Using the information ::
a – Answer these about the article on Ralph Northam's bid for lieutenant governor, one a line:
(i) On what day and time of day will Northam formally announce his bid?
(ii) What is Northam's profession?
(iii) Which priorities did he name?
b – Carry on the article about Ralph Northam's run for lieutenant governor from the point where it ends.

(Beginning of Excerpt)

State Sen. Ralph Northam (D-Norfolk) will formally announce his bid for lieutenant governor Thursday afternoon, promoting himself as someone who would help steer an evenly split Senate away from the social agenda pushed by Republicans in the last General Assembly session.

As Lt. Gov. Bill Bolling (R) enters the Senate chamber, he greets Sen. A. Donald McEachin (D-Richmond), left, and Sen. Ralph S. Northam (D-Norfolk), center, in January. (Tracy A. Woodward/THE WASHINGTON POST)

In an interview earlier this week, Northam, a pediatric neurologist, said he would bring a different perspective to the Senate rostrum.

“The last session started with a 20-20 split, with the Republicans coming in and rearranging the committees and really getting us off. . . to a very divisive start,” he said. “And that kind of carried on through the session.The different social issues that seemed to be a big part of their agenda really bothered me a lot. That ultrasound bill — to mandate to women that they should have this test and also to mandate to providers, physicians such as myself, what tests we should and shouldn’t be doing — that is nowhere for the legislature to go.”

Northam, 53, who describes himself as someone who is fiscally conservative and “open minded” on social issues, named transportation, education, the environment and healthcare as his priorities.

(End of Excerpt)
(Beginning of Given entries)

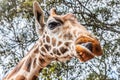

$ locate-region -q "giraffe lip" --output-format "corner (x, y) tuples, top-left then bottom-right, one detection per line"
(77, 42), (93, 52)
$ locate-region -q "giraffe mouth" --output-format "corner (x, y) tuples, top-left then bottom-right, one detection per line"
(76, 42), (95, 62)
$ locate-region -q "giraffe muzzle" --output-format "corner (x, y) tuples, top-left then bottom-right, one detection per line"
(76, 35), (102, 62)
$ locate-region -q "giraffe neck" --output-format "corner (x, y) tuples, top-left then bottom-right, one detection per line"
(5, 31), (72, 80)
(4, 40), (54, 80)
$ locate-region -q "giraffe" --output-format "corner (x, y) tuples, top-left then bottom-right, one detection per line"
(3, 1), (103, 80)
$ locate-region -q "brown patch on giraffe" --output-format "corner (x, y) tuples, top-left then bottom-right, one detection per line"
(52, 38), (56, 46)
(34, 48), (39, 53)
(15, 75), (27, 80)
(23, 57), (32, 72)
(41, 47), (46, 53)
(60, 47), (68, 53)
(53, 48), (61, 55)
(44, 44), (51, 51)
(46, 36), (50, 43)
(63, 33), (73, 40)
(8, 61), (24, 78)
(57, 41), (62, 46)
(64, 42), (70, 47)
(33, 58), (36, 68)
(39, 57), (45, 64)
(31, 75), (39, 80)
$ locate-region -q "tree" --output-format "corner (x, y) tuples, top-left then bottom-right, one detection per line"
(0, 0), (120, 80)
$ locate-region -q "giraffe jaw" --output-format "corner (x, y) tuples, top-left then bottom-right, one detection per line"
(76, 42), (95, 62)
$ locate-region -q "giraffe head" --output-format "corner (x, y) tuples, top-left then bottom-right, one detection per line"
(33, 2), (102, 62)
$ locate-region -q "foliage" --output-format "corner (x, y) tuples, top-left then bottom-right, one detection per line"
(0, 0), (120, 80)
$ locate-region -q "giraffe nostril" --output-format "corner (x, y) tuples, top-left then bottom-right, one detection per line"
(81, 42), (93, 52)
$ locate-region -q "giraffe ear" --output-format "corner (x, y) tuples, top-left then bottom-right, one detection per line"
(50, 8), (56, 16)
(33, 1), (45, 33)
(63, 13), (76, 21)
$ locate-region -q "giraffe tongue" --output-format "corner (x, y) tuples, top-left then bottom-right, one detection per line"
(76, 42), (94, 62)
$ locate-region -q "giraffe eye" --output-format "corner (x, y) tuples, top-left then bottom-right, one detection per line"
(48, 21), (61, 30)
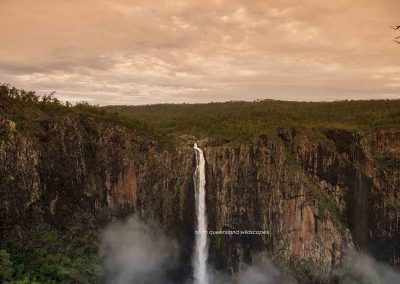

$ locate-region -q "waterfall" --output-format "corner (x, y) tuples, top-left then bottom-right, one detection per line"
(192, 143), (208, 284)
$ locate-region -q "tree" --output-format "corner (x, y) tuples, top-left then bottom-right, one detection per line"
(391, 26), (400, 44)
(0, 250), (12, 283)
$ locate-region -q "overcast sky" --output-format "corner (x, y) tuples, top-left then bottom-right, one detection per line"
(0, 0), (400, 105)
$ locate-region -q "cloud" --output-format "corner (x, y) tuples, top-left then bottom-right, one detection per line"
(0, 0), (400, 105)
(339, 252), (400, 284)
(100, 217), (177, 284)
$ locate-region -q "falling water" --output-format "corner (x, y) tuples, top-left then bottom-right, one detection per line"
(193, 143), (208, 284)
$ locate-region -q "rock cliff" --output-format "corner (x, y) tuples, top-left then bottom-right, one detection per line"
(0, 108), (400, 282)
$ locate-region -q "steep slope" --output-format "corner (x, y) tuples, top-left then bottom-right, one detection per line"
(0, 86), (400, 283)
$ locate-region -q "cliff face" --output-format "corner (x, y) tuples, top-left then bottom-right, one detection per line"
(0, 110), (400, 280)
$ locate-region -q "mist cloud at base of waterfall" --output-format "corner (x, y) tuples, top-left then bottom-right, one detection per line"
(100, 217), (178, 284)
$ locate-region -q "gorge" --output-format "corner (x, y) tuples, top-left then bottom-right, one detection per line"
(0, 85), (400, 283)
(193, 143), (209, 284)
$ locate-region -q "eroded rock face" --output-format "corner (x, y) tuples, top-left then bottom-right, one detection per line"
(0, 112), (400, 281)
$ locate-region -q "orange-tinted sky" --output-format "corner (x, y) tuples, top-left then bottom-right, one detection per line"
(0, 0), (400, 105)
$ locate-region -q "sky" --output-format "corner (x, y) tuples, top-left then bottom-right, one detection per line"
(0, 0), (400, 105)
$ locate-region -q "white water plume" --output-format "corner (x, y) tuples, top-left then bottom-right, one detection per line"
(193, 143), (209, 284)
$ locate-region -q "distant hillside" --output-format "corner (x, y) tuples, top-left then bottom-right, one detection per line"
(105, 100), (400, 141)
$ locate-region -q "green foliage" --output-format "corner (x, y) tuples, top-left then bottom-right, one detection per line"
(314, 190), (348, 232)
(0, 227), (99, 284)
(105, 100), (400, 142)
(0, 84), (169, 143)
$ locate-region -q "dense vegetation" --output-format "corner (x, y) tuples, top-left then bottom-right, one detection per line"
(0, 82), (400, 144)
(106, 100), (400, 141)
(0, 85), (400, 283)
(0, 84), (163, 141)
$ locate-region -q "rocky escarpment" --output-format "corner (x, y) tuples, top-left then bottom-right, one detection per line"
(0, 108), (400, 281)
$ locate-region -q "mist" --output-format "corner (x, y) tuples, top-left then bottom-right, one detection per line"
(100, 217), (400, 284)
(100, 217), (178, 284)
(100, 216), (295, 284)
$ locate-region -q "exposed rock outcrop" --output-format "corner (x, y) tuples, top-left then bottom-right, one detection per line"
(0, 112), (400, 281)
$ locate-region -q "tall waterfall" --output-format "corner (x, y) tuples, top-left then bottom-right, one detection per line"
(193, 143), (208, 284)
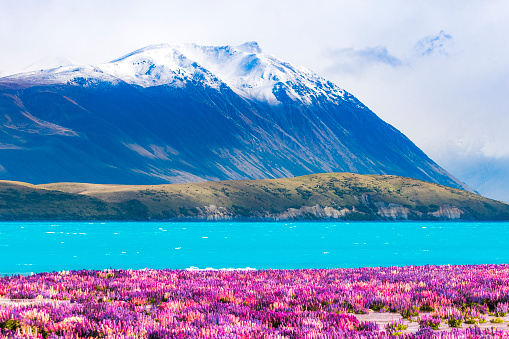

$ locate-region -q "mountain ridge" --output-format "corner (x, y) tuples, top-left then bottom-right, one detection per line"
(0, 43), (469, 190)
(0, 173), (509, 221)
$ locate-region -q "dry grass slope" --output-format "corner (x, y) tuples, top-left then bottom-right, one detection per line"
(26, 173), (509, 220)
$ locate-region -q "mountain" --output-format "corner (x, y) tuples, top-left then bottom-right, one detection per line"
(0, 173), (509, 220)
(0, 42), (469, 189)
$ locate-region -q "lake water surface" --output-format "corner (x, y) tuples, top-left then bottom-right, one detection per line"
(0, 222), (509, 275)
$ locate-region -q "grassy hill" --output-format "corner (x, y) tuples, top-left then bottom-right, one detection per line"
(0, 173), (509, 220)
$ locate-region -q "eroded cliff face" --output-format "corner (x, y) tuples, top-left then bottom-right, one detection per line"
(177, 203), (465, 221)
(430, 205), (465, 219)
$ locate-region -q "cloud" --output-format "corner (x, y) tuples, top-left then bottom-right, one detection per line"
(414, 30), (453, 56)
(326, 30), (453, 74)
(328, 46), (403, 73)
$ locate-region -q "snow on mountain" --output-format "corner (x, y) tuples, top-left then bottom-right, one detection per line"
(4, 42), (352, 105)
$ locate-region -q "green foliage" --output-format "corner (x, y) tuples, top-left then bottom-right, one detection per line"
(400, 307), (419, 319)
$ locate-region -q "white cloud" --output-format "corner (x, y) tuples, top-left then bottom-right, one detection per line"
(0, 0), (509, 200)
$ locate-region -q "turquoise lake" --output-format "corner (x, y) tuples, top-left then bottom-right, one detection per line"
(0, 222), (509, 275)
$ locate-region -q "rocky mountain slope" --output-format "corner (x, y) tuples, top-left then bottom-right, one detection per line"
(0, 173), (509, 221)
(0, 43), (468, 189)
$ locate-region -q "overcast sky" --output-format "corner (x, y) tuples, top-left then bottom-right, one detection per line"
(0, 0), (509, 201)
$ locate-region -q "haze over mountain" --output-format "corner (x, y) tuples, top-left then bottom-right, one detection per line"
(0, 42), (468, 189)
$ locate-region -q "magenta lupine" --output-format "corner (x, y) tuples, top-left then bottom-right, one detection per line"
(0, 265), (509, 339)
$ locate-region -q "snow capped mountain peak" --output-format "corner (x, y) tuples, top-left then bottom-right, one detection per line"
(235, 41), (262, 54)
(2, 41), (351, 105)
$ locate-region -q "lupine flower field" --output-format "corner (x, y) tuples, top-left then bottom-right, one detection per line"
(0, 265), (509, 339)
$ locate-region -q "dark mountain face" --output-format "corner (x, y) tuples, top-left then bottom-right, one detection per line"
(0, 43), (467, 188)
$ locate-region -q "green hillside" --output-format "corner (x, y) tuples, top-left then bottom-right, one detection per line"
(0, 173), (500, 220)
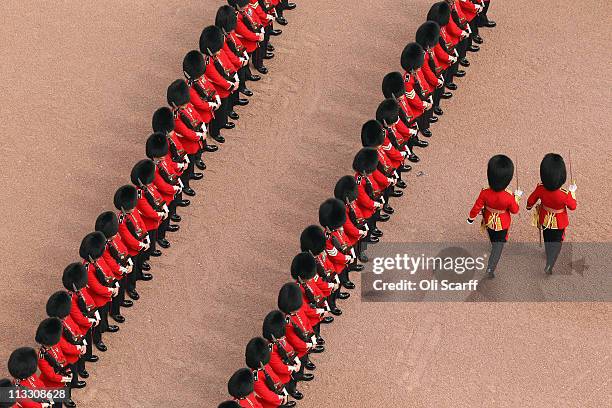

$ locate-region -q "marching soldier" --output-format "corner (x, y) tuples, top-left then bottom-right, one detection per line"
(8, 347), (53, 408)
(278, 283), (325, 370)
(415, 21), (453, 116)
(167, 79), (213, 174)
(130, 159), (170, 257)
(400, 42), (438, 136)
(334, 176), (368, 262)
(227, 368), (263, 408)
(36, 317), (77, 408)
(300, 225), (351, 316)
(145, 133), (183, 241)
(244, 337), (295, 408)
(113, 185), (153, 300)
(46, 290), (89, 388)
(527, 153), (578, 275)
(62, 262), (100, 364)
(151, 107), (196, 198)
(79, 232), (119, 351)
(200, 26), (243, 124)
(95, 211), (134, 323)
(263, 310), (314, 400)
(215, 6), (253, 96)
(291, 252), (334, 328)
(183, 50), (228, 143)
(467, 154), (523, 278)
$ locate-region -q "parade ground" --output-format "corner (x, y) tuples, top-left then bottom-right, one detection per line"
(0, 0), (612, 408)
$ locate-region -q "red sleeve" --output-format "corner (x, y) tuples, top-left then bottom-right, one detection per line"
(206, 61), (232, 91)
(38, 358), (62, 382)
(527, 185), (542, 209)
(235, 18), (259, 42)
(174, 118), (200, 142)
(470, 190), (487, 220)
(136, 196), (161, 220)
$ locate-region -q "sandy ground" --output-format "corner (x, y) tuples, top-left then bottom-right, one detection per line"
(0, 0), (612, 407)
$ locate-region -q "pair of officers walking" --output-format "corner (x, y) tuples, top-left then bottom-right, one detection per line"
(467, 153), (577, 278)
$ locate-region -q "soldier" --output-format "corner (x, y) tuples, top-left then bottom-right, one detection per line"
(278, 283), (325, 370)
(262, 310), (306, 400)
(244, 337), (295, 408)
(415, 21), (453, 116)
(401, 43), (438, 136)
(291, 252), (334, 328)
(46, 290), (89, 388)
(215, 6), (253, 96)
(95, 211), (134, 323)
(36, 317), (78, 408)
(227, 368), (263, 408)
(79, 232), (119, 351)
(62, 262), (100, 364)
(152, 107), (196, 198)
(200, 26), (241, 124)
(130, 159), (170, 257)
(113, 185), (153, 300)
(300, 225), (351, 316)
(467, 154), (523, 278)
(319, 198), (364, 289)
(183, 50), (228, 143)
(427, 1), (468, 91)
(353, 147), (389, 247)
(527, 153), (578, 275)
(334, 176), (368, 263)
(8, 347), (57, 408)
(167, 79), (213, 174)
(228, 0), (268, 74)
(145, 133), (183, 241)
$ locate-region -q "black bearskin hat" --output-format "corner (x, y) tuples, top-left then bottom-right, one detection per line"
(262, 310), (285, 341)
(540, 153), (567, 191)
(113, 184), (138, 211)
(278, 282), (303, 314)
(382, 71), (406, 98)
(8, 347), (38, 380)
(200, 26), (225, 56)
(145, 132), (168, 159)
(427, 1), (451, 27)
(217, 400), (240, 408)
(319, 198), (346, 231)
(166, 79), (189, 108)
(79, 232), (106, 261)
(130, 159), (155, 186)
(487, 154), (514, 191)
(361, 118), (388, 147)
(35, 317), (62, 346)
(183, 50), (206, 80)
(376, 98), (399, 125)
(334, 176), (358, 202)
(151, 106), (174, 133)
(291, 252), (317, 281)
(300, 225), (326, 255)
(227, 368), (253, 399)
(415, 21), (440, 48)
(353, 147), (378, 174)
(215, 6), (238, 33)
(400, 43), (425, 71)
(46, 290), (72, 319)
(244, 337), (271, 370)
(62, 262), (87, 292)
(94, 211), (119, 239)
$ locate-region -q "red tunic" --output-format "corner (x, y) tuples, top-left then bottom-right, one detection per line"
(527, 184), (577, 229)
(470, 188), (519, 231)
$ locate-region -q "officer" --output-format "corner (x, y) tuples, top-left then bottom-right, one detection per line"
(467, 154), (523, 278)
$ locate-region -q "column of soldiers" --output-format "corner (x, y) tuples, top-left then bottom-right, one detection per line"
(0, 0), (576, 408)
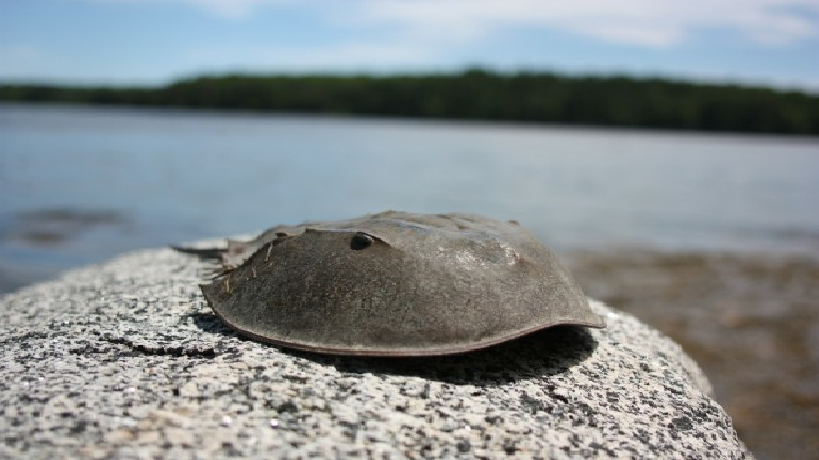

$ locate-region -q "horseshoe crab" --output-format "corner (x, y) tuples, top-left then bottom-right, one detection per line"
(176, 211), (605, 356)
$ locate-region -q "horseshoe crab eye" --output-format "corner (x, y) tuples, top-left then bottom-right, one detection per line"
(350, 232), (373, 251)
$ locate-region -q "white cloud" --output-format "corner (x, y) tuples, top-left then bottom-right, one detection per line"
(96, 0), (292, 19)
(88, 0), (819, 47)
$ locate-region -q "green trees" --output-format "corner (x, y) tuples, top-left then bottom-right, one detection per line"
(0, 69), (819, 135)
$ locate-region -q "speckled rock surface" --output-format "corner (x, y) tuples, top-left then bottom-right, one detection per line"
(0, 249), (751, 459)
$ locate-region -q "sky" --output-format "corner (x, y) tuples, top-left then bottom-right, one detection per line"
(0, 0), (819, 92)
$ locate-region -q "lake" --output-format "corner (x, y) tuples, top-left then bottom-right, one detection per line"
(0, 104), (819, 289)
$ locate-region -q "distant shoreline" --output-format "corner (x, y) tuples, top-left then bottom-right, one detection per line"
(0, 69), (819, 136)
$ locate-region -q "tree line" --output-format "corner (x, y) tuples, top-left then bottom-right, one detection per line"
(0, 69), (819, 135)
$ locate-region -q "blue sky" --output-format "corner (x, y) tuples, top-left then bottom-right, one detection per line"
(0, 0), (819, 92)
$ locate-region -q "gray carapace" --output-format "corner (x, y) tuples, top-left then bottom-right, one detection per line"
(177, 211), (605, 356)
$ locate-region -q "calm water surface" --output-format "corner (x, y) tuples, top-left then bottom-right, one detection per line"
(0, 105), (819, 289)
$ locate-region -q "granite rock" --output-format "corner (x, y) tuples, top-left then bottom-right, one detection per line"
(0, 249), (752, 459)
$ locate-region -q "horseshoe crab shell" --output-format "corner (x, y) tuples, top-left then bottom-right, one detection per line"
(176, 211), (605, 356)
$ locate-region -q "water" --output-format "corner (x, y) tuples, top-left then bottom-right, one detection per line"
(0, 105), (819, 292)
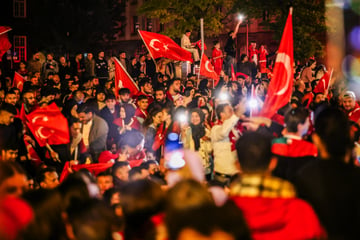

(End of Given entries)

Results for the exercise ::
a –
(i) Thursday afternoon
(ii) Pediatric neurologist
(iii) Transportation, education, the environment and healthcare

b –
He intends to keep his hand in his medical practice during the campaign and, should he win, as lieutenant governor. In Virginia, the lieutenant governor’s position is a part-time job that pays $36,000 a year. Bolling has continued to moonlight at an insurance firm while in office.

One other Democrat is seeking the office: Aneesh Chopra, the nation’s first chief technology officer.

Seven Republicans are in the race: Jeannemarie Devolites Davis, a former delegate and state senator; Del. L. Scott Lingamfelter of Prince William; state Sen. Stephen H. Martin of Chesterfield; Pete Snyder, a technology entrepreneur and former Fox news commentator; Corey A. Stewart, chairman of the Prince William County Board of Supervisors; Susan Stimpson, chairwoman of the Stafford County Board of Supervisors; and E.W. Jackson, a Chesapeake minister who ran unsuccessfully for the GOP nomination in this year’s U.S. Senate race.